Set exercise: Repeat the records below word for word, but start at the line that contains "Target: cloud layer", stop after the last line, and include nothing else.

Provided information:

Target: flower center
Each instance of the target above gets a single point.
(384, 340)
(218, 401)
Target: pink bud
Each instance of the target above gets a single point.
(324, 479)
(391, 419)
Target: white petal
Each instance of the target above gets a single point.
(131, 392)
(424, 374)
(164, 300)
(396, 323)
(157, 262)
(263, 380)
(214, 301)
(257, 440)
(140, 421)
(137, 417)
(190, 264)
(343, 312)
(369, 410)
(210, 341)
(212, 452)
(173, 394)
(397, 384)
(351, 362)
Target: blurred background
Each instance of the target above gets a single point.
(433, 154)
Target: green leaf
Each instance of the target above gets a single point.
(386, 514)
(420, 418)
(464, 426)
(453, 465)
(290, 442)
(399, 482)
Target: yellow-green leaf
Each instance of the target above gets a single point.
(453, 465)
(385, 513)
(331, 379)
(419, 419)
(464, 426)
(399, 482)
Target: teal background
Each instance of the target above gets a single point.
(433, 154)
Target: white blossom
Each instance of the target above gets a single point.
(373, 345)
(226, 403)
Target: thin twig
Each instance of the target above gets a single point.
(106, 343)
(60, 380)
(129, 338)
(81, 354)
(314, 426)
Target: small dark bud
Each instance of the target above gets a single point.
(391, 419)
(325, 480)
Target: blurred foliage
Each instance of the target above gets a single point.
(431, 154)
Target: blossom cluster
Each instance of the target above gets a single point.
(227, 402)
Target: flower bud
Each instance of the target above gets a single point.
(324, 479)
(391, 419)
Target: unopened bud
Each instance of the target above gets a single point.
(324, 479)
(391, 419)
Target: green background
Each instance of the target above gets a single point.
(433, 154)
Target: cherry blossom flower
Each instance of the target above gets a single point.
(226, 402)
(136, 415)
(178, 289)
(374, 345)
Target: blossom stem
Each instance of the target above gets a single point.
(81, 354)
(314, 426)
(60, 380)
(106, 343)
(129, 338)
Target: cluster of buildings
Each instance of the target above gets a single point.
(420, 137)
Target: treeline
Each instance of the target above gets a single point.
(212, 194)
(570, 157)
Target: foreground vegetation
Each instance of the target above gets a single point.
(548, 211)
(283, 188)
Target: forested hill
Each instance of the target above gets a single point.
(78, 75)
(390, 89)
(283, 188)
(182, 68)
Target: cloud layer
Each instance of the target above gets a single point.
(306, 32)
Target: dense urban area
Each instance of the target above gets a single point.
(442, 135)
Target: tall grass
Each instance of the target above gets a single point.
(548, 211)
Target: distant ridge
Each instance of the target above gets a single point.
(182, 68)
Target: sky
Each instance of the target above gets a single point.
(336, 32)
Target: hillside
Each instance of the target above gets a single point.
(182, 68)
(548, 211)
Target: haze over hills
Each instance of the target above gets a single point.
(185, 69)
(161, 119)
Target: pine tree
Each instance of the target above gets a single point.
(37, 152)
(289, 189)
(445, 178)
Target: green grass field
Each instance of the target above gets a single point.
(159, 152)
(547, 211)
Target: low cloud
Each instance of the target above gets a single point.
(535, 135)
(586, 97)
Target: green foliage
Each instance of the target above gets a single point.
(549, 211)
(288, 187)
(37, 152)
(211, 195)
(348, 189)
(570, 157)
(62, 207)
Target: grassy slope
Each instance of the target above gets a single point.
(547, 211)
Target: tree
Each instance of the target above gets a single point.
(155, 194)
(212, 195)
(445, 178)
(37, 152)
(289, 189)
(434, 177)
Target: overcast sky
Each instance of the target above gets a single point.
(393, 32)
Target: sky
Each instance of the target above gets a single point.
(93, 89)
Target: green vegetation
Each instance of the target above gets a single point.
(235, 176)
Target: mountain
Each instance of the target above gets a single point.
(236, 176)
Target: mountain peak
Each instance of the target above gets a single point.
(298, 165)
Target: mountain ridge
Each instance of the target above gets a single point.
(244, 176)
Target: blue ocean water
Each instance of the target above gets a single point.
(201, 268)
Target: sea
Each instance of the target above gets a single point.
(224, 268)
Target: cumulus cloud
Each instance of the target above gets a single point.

Exercise answer:
Target: cloud layer
Each instance of the target above gets a single point.
(306, 32)
Target: dense urban area
Each instance of the target above gets a single point.
(442, 135)
Target: tall grass
Each instance of the target above gets a single point.
(548, 211)
Target: distant ridge
Each instance of the target above gets a single point.
(182, 68)
Target: sky
Each instance of the target above gets a single point.
(336, 32)
Target: hillside
Each instance of the target above gets a single point.
(182, 68)
(548, 211)
Target: haze over hills
Each instance of the target above gets a single point.
(185, 69)
(161, 119)
Target: pine tree
Each instance of the target above gets a single point.
(37, 152)
(289, 189)
(445, 178)
Target: green grass field
Each instance of the target above gets a single point.
(159, 152)
(547, 211)
Target: low cloud
Each instance of the target above gets a single point.
(535, 135)
(586, 97)
Target: green foliage
Each instance of the target above gets a single point.
(549, 211)
(288, 187)
(37, 152)
(211, 195)
(348, 189)
(570, 157)
(62, 207)
Target: grassy slope
Each instance of the target above gets a single point.
(547, 211)
Target: tree
Each instance of the target above gets a single point.
(155, 194)
(212, 195)
(445, 178)
(37, 152)
(289, 189)
(434, 177)
Target: overcast sky
Each instance of the target above gets a single point.
(393, 32)
Target: sky
Each instance of the target above gets a single point.
(93, 89)
Target: green vegetation
Each instance of the target above gets a single point.
(235, 176)
Target: mountain
Each instance of the target above gets a single point.
(236, 176)
Target: mountain peak
Each instance of the target above gets a single point.
(298, 165)
Target: mountain ridge
Each instance of the target above gets a single point.
(244, 176)
Target: blue ocean water
Each instance of the target above gets a single point.
(201, 268)
Target: sea
Each instance of the target above gets a single point.
(224, 268)
Target: cumulus cloud
Each instance of the target above gets a single point.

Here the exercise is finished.